TEXT =
If Warhol’s work is more complicated than a mere perpetuation of the society of the spectacle, then what is its impact and relationship to the situation Debord discusses?
In Art from 1900 the claim is made that Pop, and we can apply this very directly to Warhol, “does not register the death of affect so much as the affect of death” If we apply this statement to Warhol’s American disaster series then it opens up some interesting ideas.
I am moved by Warhol’s images of electric chairs, so the claim that they deal with the affect of death would seem true. Yet it is also true that they, like most of his work, seem to play on and enhance the emptiness of much modern imagery. They seem to repeat the idea of the simulacra, of the separation of the signifier from any signification and therefore the destruction of any emotional connection with the viewer. These two observations seem to be a contradiction., here is a work whose visuals clearly have a kind of removal of affect but which simultaneously seem to have a profound affect. Are the statements mutually exclusive, or can this paradox be explained both states being symbiotic?
How do these images work? Whether consciously or not, what professes do we go through when engaging with them for any period of time?
When we are first confronted with Warhol’s repeated images of electric chairs we are immediately aware of the kind of imagery we are dealing with. They are just one of a million of the images of horror which flood our screens and newspapers on a daily basis. Through screen printing the image onto canvas Warhol has been able to transfer the original relatively unchanged, perhaps only exaggerating its original quality as a clipping form a newspaper through the sharp imaged, areas of broken print and high tonal contrast that screen printed offers. Are both just sign of the bankrupt nature of modern imagery, stripped of emotive power and affect, ripped of its human values and associations, and turned into merely another image which we mindlessly filter through our retina.
The difference is one of perception, and this difference is created, predominantly, by the repetition of the image. We keep being hit by an image of true horror which has seemingly been emptied of affect until we become aware of this vary emptiness. The same image keeps hitting our retina, as if we keep flicking the channel, keep moving past another image, but it remains the same. It is only through the repetition that our consciousness is awoken. It remains empty but it is our awarenss of this emptiness which provides the shift.
Once we are aware that the image is empty as profound shift happens. We then do some simple emotional maths. We realise we are looking at an electric chair, an image which should be horrofici, but then we also realise we are looking at an image seemingly devoid of any emotional impact or resonance.
When an image keeps being emptied it eventually becomes full. When an image keep being killed if it comes back to life. The resurrection follows the crucifixion. The Zombie follows the martyr. When we become aware that we are feeling nothing towards an image of horror, we are appalled. WE awakening to our lack of empathy is the trigger for a new deep empathy, on create by guilt. It is as if the mage is reborn.

A data block:
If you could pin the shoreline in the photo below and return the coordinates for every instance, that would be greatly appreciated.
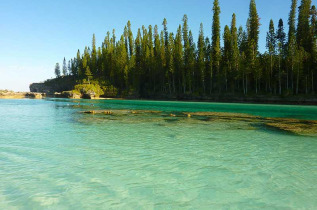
(292, 100)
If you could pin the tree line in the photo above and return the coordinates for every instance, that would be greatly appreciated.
(163, 63)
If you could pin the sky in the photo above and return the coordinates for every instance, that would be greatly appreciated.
(36, 34)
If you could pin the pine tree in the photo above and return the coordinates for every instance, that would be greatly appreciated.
(57, 70)
(304, 36)
(64, 67)
(130, 37)
(280, 38)
(291, 44)
(178, 59)
(271, 46)
(94, 55)
(253, 39)
(171, 65)
(69, 69)
(216, 51)
(234, 51)
(303, 27)
(201, 65)
(186, 76)
(313, 46)
(226, 55)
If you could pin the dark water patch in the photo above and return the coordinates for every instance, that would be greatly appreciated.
(271, 129)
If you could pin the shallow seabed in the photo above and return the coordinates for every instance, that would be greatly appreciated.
(154, 155)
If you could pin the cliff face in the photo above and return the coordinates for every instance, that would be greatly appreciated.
(65, 83)
(40, 88)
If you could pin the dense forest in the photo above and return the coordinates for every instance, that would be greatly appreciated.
(161, 63)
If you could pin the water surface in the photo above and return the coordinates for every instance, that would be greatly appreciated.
(52, 156)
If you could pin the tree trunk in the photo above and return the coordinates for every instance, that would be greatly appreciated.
(297, 81)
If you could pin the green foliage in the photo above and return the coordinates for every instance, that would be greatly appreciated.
(159, 63)
(57, 70)
(89, 88)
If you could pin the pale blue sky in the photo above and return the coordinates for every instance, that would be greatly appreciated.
(35, 34)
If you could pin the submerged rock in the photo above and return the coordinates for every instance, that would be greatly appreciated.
(301, 127)
(233, 120)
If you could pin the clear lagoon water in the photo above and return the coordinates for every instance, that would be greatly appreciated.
(52, 156)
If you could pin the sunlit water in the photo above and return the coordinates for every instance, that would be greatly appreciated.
(52, 156)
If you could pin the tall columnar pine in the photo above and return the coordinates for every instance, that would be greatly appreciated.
(271, 47)
(201, 56)
(162, 71)
(208, 64)
(186, 47)
(314, 46)
(216, 51)
(226, 55)
(69, 68)
(280, 38)
(234, 54)
(94, 55)
(291, 44)
(192, 77)
(57, 70)
(304, 38)
(178, 60)
(157, 63)
(171, 65)
(64, 67)
(253, 39)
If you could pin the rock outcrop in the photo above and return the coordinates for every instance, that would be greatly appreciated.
(40, 88)
(19, 95)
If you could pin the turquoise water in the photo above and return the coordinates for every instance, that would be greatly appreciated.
(52, 156)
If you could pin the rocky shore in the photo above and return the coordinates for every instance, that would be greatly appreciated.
(7, 94)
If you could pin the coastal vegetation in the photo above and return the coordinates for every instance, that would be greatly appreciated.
(250, 122)
(156, 63)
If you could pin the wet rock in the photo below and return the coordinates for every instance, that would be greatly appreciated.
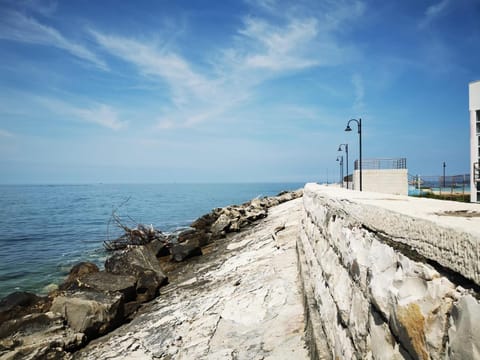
(38, 336)
(21, 303)
(89, 312)
(77, 271)
(181, 252)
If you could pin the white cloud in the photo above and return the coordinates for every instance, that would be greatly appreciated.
(5, 133)
(16, 26)
(280, 48)
(100, 114)
(262, 49)
(358, 103)
(433, 12)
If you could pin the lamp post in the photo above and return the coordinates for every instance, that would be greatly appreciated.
(359, 126)
(346, 155)
(444, 165)
(340, 159)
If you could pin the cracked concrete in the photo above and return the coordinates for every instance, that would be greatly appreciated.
(242, 300)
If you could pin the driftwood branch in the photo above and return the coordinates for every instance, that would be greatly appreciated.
(139, 234)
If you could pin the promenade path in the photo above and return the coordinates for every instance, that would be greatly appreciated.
(241, 300)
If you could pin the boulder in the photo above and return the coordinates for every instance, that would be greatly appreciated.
(89, 312)
(221, 225)
(141, 263)
(108, 282)
(21, 303)
(199, 236)
(76, 272)
(147, 286)
(206, 221)
(38, 336)
(183, 251)
(158, 248)
(134, 261)
(464, 332)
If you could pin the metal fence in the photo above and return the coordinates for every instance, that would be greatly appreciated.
(382, 164)
(437, 184)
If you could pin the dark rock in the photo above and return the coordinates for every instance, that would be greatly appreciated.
(221, 225)
(21, 303)
(147, 286)
(89, 312)
(158, 248)
(206, 221)
(199, 236)
(181, 252)
(133, 261)
(108, 282)
(77, 272)
(141, 263)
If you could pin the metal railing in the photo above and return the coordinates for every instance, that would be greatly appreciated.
(438, 184)
(382, 164)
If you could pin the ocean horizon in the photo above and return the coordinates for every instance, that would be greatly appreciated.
(47, 228)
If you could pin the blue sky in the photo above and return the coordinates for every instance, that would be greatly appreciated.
(231, 91)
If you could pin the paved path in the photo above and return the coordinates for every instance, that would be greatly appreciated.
(241, 300)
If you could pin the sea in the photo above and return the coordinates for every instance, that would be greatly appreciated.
(46, 229)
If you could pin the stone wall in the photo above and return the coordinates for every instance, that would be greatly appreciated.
(388, 181)
(384, 279)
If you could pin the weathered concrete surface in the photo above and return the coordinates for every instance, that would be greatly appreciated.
(240, 300)
(447, 232)
(369, 294)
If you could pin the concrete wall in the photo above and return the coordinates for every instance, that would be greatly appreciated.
(386, 277)
(474, 106)
(387, 181)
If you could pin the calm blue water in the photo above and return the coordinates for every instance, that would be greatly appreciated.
(45, 229)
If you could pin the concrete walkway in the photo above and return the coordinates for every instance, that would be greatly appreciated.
(240, 300)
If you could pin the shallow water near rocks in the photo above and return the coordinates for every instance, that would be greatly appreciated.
(45, 229)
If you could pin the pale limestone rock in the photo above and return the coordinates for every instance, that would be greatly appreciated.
(92, 313)
(412, 299)
(38, 336)
(241, 300)
(465, 329)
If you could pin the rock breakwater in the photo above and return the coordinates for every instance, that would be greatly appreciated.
(90, 302)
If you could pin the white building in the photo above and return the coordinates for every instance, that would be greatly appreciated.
(474, 106)
(388, 176)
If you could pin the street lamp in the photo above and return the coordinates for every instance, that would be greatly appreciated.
(359, 126)
(346, 153)
(340, 158)
(444, 165)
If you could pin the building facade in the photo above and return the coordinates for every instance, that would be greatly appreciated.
(474, 107)
(388, 176)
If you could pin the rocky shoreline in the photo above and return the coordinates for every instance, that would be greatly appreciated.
(91, 303)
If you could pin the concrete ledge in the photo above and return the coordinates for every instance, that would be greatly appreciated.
(446, 232)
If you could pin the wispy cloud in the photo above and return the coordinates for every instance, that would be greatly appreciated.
(358, 104)
(434, 11)
(262, 49)
(100, 114)
(5, 133)
(16, 26)
(280, 48)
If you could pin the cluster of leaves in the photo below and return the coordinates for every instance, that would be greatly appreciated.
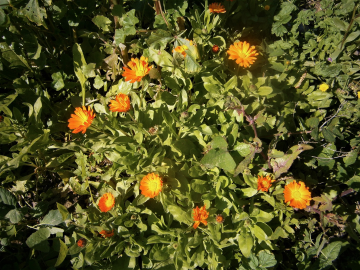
(206, 125)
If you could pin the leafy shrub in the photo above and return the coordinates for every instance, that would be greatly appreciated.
(212, 155)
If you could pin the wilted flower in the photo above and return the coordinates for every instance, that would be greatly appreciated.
(106, 202)
(215, 49)
(151, 185)
(181, 49)
(323, 87)
(297, 194)
(106, 234)
(137, 69)
(120, 104)
(242, 53)
(81, 120)
(219, 219)
(217, 8)
(200, 215)
(81, 242)
(264, 183)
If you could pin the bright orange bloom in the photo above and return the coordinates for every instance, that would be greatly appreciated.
(264, 183)
(200, 215)
(181, 49)
(106, 202)
(151, 185)
(137, 69)
(217, 8)
(120, 104)
(215, 49)
(219, 219)
(242, 53)
(81, 243)
(297, 194)
(106, 234)
(81, 120)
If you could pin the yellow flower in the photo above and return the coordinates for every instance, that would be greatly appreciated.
(181, 49)
(217, 8)
(137, 69)
(200, 215)
(264, 183)
(297, 194)
(242, 53)
(106, 202)
(323, 87)
(81, 120)
(120, 104)
(151, 185)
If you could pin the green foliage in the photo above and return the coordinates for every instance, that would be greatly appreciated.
(207, 126)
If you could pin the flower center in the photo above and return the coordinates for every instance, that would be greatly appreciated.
(153, 185)
(296, 195)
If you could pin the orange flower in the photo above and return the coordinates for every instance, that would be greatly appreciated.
(264, 183)
(137, 69)
(242, 53)
(297, 194)
(181, 49)
(120, 104)
(217, 8)
(81, 243)
(106, 202)
(215, 49)
(106, 234)
(219, 219)
(81, 120)
(151, 185)
(200, 215)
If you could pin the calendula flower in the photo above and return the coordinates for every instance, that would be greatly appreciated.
(81, 242)
(219, 219)
(106, 202)
(120, 104)
(151, 185)
(323, 87)
(242, 53)
(106, 234)
(200, 215)
(81, 120)
(137, 69)
(215, 49)
(297, 194)
(181, 49)
(264, 183)
(217, 8)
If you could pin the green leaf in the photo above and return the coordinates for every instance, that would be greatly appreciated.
(266, 259)
(54, 217)
(62, 253)
(179, 214)
(14, 215)
(37, 237)
(329, 254)
(35, 13)
(79, 62)
(102, 22)
(219, 158)
(63, 211)
(246, 243)
(7, 197)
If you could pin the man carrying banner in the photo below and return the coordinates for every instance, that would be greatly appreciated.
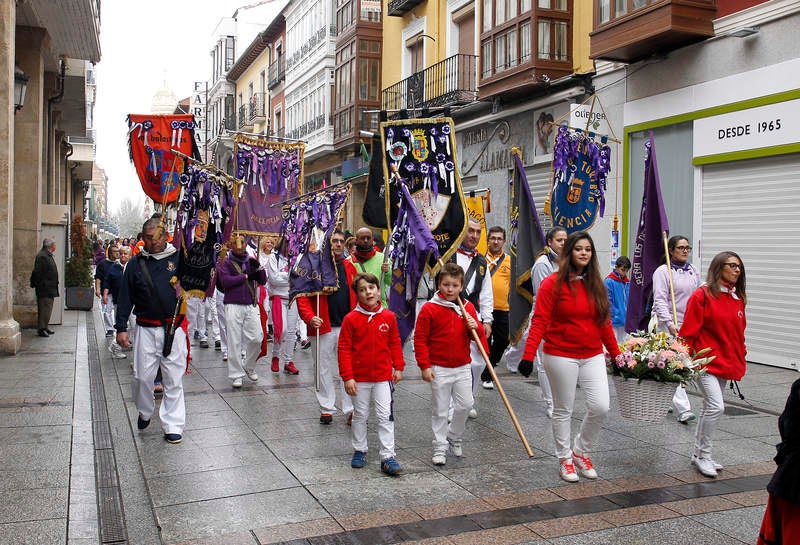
(240, 276)
(368, 259)
(500, 270)
(477, 290)
(324, 314)
(147, 289)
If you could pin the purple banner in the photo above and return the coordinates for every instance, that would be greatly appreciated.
(648, 248)
(271, 172)
(412, 244)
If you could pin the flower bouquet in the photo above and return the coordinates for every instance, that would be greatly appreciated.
(646, 370)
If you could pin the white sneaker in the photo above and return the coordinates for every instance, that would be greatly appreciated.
(705, 466)
(566, 470)
(584, 465)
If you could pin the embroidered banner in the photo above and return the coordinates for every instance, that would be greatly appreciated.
(307, 227)
(150, 141)
(580, 169)
(423, 152)
(411, 246)
(271, 172)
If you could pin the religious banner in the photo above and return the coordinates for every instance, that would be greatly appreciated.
(477, 206)
(648, 248)
(580, 170)
(423, 152)
(308, 224)
(151, 138)
(411, 247)
(271, 172)
(202, 225)
(526, 241)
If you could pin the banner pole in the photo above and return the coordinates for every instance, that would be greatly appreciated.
(499, 386)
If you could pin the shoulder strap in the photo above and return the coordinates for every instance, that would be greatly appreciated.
(249, 284)
(151, 288)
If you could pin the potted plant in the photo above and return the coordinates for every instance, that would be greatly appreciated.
(78, 272)
(647, 369)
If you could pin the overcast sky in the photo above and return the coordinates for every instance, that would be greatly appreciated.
(143, 44)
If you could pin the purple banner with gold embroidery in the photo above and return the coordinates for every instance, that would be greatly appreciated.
(423, 153)
(272, 172)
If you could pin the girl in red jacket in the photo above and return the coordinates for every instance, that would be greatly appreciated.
(371, 363)
(442, 348)
(715, 319)
(572, 316)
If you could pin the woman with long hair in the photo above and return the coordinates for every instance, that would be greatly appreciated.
(685, 280)
(715, 319)
(572, 316)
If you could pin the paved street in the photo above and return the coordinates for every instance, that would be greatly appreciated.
(255, 465)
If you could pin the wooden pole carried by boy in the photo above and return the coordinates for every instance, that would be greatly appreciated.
(497, 384)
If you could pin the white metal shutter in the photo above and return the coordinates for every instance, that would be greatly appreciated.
(751, 207)
(540, 179)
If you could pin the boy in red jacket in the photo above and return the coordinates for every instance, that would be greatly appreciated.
(442, 347)
(371, 363)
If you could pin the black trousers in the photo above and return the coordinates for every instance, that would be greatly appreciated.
(498, 340)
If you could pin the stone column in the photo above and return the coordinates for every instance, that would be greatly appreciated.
(29, 124)
(10, 337)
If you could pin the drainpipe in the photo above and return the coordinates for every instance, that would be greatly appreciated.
(48, 147)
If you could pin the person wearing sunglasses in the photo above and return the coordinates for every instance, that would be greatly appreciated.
(685, 280)
(715, 319)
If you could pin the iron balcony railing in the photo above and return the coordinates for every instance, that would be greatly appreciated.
(257, 107)
(450, 82)
(276, 72)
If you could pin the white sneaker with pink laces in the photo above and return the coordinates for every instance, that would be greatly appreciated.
(566, 470)
(584, 464)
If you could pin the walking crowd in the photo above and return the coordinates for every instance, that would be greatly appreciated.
(574, 330)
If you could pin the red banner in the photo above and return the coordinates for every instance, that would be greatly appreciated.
(151, 138)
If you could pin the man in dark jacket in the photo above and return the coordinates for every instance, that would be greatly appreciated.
(44, 279)
(147, 290)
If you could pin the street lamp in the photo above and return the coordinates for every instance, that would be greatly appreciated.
(20, 87)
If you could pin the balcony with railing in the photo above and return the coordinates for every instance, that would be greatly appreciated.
(450, 82)
(257, 108)
(398, 8)
(631, 30)
(276, 72)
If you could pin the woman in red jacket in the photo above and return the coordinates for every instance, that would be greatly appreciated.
(715, 319)
(572, 315)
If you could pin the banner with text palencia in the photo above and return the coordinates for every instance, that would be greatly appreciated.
(271, 172)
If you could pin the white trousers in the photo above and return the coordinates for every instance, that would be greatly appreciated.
(196, 315)
(218, 324)
(283, 348)
(711, 387)
(450, 383)
(146, 360)
(244, 334)
(564, 374)
(108, 313)
(328, 368)
(381, 395)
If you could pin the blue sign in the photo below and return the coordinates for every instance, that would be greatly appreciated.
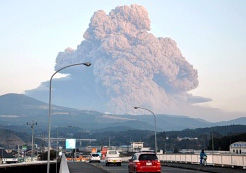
(70, 143)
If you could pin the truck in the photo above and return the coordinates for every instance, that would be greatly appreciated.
(113, 158)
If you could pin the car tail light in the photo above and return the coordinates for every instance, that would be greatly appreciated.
(137, 163)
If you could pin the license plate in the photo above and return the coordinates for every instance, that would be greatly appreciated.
(148, 164)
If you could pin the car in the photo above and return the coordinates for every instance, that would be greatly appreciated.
(94, 157)
(113, 158)
(144, 162)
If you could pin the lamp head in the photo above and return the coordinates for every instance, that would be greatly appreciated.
(87, 64)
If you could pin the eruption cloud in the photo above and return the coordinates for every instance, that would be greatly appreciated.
(130, 66)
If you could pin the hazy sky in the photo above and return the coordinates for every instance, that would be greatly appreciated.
(210, 34)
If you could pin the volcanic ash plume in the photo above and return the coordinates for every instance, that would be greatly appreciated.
(130, 65)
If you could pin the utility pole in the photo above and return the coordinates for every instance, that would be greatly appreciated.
(212, 141)
(32, 125)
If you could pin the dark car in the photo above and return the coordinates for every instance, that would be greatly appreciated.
(144, 162)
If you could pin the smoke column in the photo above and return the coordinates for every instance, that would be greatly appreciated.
(131, 67)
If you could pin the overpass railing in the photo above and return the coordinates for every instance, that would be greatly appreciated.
(212, 159)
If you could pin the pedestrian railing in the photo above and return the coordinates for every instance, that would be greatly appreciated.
(212, 159)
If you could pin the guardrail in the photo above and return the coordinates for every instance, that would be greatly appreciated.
(212, 159)
(63, 165)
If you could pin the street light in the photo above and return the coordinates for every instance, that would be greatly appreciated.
(87, 64)
(136, 107)
(32, 125)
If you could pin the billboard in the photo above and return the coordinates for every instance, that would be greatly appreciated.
(70, 143)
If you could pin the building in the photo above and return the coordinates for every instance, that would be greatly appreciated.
(238, 147)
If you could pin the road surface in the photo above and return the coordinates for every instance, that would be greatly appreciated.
(80, 167)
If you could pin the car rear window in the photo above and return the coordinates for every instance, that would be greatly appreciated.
(112, 152)
(148, 157)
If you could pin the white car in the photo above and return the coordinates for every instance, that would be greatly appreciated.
(113, 158)
(94, 157)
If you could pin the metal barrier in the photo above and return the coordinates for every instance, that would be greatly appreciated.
(212, 159)
(63, 165)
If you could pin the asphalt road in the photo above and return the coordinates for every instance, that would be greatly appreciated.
(123, 169)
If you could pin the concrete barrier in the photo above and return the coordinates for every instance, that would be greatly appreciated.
(212, 159)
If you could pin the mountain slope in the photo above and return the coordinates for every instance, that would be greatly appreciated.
(17, 109)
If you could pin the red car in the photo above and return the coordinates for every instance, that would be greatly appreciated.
(144, 162)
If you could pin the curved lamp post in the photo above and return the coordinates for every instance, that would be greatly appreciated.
(49, 120)
(155, 123)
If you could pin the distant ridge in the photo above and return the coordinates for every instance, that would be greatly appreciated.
(17, 109)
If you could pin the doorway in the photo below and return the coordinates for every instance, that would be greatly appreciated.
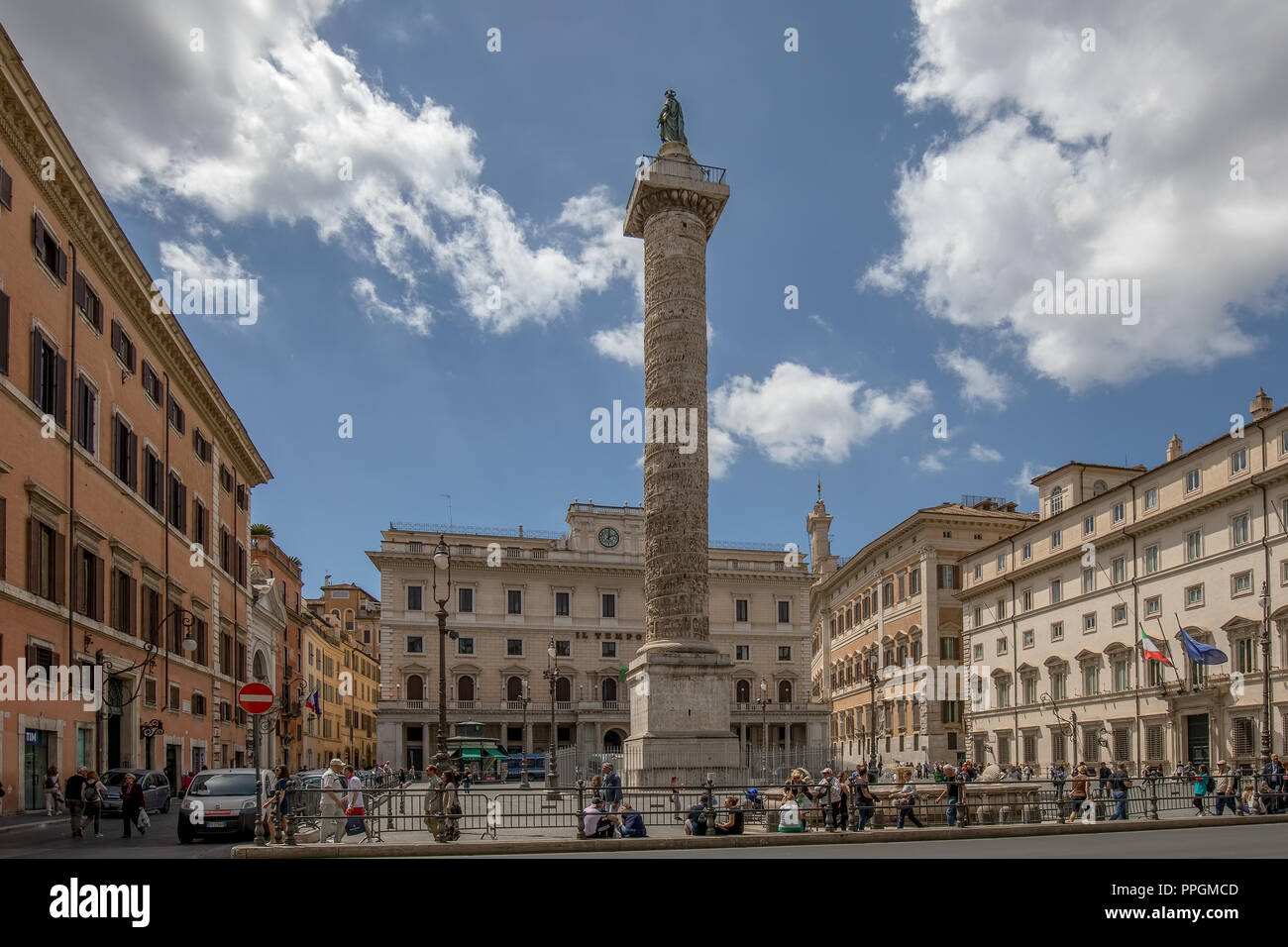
(1197, 738)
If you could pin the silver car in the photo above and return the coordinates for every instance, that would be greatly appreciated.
(222, 801)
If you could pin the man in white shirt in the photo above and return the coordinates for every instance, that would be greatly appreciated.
(334, 789)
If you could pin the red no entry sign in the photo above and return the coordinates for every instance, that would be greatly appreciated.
(256, 697)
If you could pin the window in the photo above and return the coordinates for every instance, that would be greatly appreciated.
(50, 250)
(1150, 561)
(153, 385)
(50, 377)
(178, 505)
(201, 446)
(1090, 681)
(1240, 583)
(86, 415)
(154, 479)
(124, 347)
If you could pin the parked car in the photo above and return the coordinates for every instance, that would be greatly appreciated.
(222, 801)
(156, 789)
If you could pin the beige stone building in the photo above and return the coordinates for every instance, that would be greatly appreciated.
(887, 626)
(1054, 612)
(515, 592)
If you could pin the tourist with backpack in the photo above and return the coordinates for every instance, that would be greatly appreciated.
(91, 793)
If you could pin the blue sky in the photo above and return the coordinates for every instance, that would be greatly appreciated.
(511, 167)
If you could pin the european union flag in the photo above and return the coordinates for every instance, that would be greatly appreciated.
(1202, 654)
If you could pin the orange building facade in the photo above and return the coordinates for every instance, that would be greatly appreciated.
(125, 484)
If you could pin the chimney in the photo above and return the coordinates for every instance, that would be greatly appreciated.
(1261, 406)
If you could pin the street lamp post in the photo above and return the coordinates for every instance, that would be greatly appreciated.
(1263, 600)
(442, 564)
(523, 742)
(552, 674)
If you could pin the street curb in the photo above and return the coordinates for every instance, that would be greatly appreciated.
(426, 849)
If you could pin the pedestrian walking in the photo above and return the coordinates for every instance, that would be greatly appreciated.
(132, 804)
(953, 791)
(53, 792)
(75, 804)
(1119, 787)
(1203, 787)
(91, 795)
(334, 789)
(612, 788)
(1225, 791)
(906, 799)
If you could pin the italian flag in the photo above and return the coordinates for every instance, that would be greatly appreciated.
(1151, 651)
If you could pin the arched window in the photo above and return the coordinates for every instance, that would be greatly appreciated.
(465, 688)
(415, 688)
(514, 688)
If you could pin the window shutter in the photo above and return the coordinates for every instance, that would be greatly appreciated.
(34, 556)
(4, 334)
(98, 589)
(60, 390)
(59, 569)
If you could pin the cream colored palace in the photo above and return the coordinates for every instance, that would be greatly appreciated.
(583, 590)
(1052, 612)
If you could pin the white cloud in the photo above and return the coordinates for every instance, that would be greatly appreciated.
(979, 384)
(984, 454)
(263, 124)
(1113, 163)
(798, 415)
(934, 462)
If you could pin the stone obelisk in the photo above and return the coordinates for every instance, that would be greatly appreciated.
(679, 682)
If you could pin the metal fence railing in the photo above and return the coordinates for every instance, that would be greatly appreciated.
(416, 813)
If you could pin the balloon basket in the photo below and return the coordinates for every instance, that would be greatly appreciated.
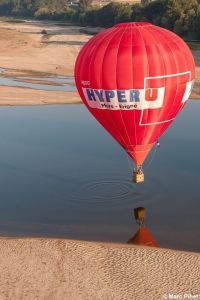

TASK LIST =
1. According to the Warhol text, what predominantly creates the difference in perception?
2. Repeat the part of the Warhol text starting at "When an image keeps" and ending at "mage is reborn.".
3. In the Warhol text, two sentences use the verb "follows." List the four things named in those sentences.
This material stands apart from the text.

THE RESULTS =
1. The repetition of the image.

2.
When an image keeps being emptied it eventually becomes full. When an image keep being killed if it comes back to life. The resurrection follows the crucifixion. The Zombie follows the martyr. When we become aware that we are feeling nothing towards an image of horror, we are appalled. WE awakening to our lack of empathy is the trigger for a new deep empathy, on create by guilt. It is as if the mage is reborn.

3. The resurrection, the crucifixion, the Zombie, the martyr